- [Exercise goal] Wherever a line below holds the word "storm", copy that line.

- [Data listing]

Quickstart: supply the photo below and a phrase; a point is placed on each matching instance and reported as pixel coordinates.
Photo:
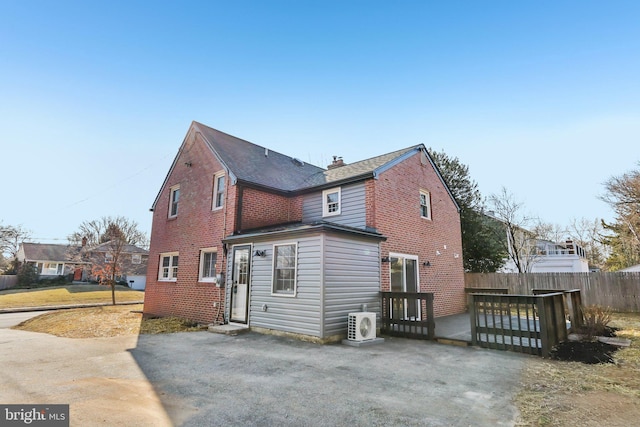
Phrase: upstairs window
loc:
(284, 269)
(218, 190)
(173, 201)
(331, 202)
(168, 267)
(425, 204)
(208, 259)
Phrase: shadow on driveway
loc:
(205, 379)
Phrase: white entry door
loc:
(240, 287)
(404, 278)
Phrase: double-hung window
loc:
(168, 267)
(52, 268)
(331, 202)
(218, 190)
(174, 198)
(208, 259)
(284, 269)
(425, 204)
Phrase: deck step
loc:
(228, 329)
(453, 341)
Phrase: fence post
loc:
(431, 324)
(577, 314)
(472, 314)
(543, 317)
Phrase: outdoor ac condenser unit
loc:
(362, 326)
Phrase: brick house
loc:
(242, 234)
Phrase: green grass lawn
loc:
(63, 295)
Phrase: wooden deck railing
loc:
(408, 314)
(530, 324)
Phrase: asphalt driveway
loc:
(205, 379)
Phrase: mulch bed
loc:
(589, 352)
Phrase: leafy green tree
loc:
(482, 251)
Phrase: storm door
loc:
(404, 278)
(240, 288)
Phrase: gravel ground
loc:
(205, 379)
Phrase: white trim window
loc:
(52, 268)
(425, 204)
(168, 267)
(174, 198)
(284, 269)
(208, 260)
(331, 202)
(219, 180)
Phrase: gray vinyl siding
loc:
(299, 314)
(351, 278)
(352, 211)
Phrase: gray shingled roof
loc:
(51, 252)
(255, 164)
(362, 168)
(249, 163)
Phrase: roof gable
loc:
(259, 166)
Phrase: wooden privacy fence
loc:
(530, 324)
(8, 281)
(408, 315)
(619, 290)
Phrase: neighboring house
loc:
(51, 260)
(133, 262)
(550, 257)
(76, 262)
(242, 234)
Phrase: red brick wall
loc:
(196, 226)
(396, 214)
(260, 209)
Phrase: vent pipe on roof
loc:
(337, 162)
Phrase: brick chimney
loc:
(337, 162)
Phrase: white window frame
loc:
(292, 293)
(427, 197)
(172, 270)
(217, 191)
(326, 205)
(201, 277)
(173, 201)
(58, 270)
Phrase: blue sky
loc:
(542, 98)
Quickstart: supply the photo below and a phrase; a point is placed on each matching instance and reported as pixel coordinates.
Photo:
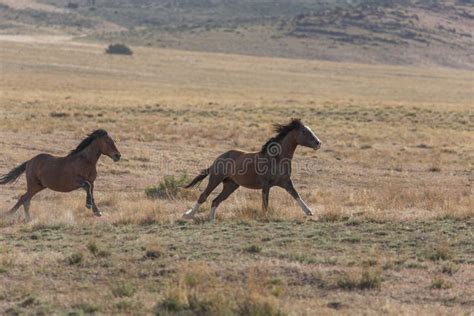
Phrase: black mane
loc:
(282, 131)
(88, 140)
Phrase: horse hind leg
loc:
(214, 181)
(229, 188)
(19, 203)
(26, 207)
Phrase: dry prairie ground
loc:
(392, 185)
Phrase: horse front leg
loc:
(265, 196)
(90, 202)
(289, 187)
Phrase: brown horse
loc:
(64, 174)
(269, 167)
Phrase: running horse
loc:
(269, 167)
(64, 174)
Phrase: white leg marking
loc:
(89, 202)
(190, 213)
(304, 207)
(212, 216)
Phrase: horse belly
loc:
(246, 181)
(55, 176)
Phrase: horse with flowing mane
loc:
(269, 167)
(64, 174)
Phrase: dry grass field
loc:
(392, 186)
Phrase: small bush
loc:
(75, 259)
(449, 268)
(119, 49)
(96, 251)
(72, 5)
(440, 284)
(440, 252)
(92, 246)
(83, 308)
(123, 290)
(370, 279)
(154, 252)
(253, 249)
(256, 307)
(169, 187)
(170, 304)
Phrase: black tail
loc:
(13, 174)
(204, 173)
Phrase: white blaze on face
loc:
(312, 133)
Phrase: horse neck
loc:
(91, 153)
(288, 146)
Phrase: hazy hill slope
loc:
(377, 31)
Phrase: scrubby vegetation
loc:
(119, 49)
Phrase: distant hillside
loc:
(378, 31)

==

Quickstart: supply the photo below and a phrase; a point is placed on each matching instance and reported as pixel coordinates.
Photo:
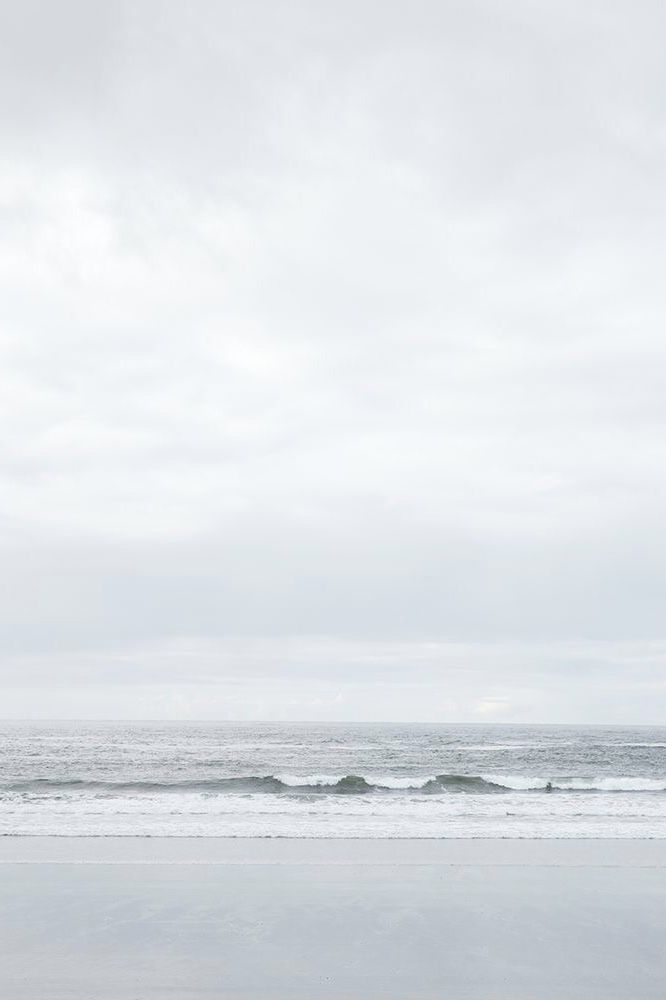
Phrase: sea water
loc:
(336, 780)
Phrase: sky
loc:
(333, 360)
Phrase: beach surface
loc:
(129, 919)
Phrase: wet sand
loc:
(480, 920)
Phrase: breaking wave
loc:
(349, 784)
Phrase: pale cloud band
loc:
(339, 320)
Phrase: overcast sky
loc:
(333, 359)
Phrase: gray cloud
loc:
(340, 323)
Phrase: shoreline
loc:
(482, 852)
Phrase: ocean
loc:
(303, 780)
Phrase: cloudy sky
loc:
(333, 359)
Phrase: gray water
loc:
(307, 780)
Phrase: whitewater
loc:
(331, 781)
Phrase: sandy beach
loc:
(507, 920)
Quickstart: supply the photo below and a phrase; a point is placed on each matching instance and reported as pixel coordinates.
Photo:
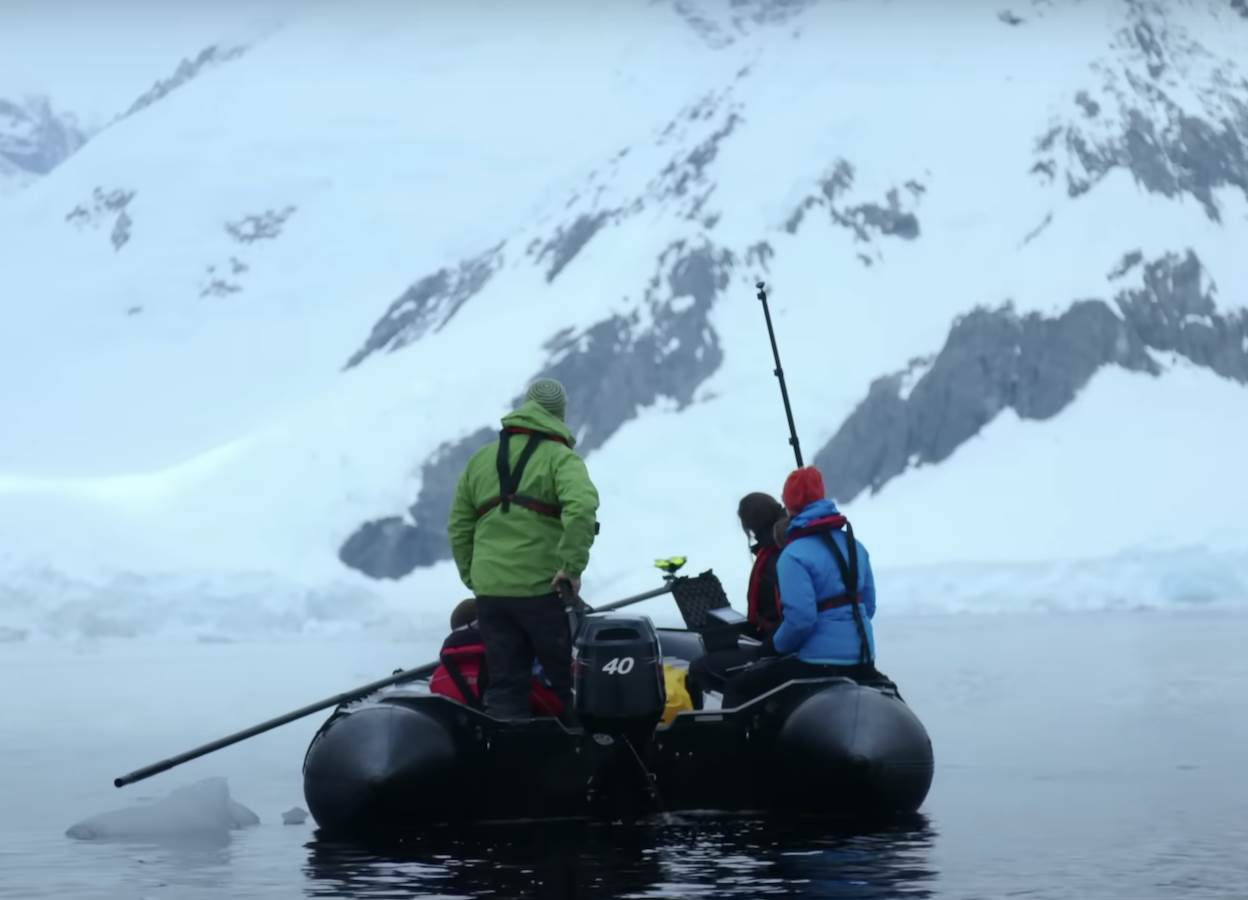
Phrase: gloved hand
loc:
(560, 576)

...

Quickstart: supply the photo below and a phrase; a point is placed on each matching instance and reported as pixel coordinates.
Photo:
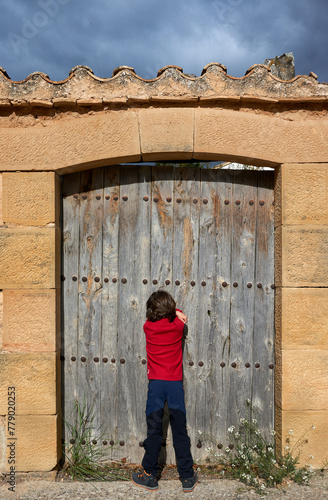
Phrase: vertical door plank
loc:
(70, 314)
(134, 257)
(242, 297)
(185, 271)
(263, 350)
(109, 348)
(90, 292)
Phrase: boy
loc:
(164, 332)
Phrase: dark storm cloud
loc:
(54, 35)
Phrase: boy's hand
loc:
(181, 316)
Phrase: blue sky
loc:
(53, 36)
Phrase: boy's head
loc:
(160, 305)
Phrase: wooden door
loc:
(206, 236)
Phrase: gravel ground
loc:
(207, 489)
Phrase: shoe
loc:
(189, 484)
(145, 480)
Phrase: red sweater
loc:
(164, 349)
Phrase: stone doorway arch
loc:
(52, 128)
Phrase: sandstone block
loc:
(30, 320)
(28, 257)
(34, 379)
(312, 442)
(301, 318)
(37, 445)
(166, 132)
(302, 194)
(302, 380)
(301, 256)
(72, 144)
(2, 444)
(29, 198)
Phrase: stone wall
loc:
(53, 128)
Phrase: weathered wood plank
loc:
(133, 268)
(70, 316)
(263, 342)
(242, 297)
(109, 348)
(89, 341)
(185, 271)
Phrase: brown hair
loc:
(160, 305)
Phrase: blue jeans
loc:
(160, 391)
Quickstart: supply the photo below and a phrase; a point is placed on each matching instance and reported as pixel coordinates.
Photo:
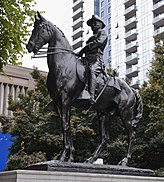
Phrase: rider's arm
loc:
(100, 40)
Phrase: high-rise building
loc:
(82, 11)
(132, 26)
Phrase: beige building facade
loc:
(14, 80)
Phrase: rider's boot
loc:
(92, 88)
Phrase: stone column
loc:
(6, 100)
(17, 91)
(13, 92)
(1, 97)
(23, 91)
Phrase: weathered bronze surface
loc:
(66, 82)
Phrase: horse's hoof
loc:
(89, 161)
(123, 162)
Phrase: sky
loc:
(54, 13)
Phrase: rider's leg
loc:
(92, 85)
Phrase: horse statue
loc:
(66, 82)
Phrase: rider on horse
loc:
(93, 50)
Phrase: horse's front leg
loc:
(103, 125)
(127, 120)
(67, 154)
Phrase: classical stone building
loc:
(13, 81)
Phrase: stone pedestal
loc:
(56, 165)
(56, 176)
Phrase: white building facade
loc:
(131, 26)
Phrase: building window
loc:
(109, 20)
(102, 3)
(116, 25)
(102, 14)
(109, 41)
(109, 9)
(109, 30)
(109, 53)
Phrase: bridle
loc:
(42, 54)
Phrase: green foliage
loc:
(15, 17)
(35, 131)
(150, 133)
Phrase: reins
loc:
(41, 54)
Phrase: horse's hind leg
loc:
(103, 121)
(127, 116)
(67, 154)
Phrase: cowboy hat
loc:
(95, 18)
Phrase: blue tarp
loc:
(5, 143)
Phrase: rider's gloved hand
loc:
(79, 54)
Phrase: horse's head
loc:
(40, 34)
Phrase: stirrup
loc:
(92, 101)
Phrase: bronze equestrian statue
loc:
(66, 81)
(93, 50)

- [Answer below]
Phrase: storm door
Phrase: dark storm cloud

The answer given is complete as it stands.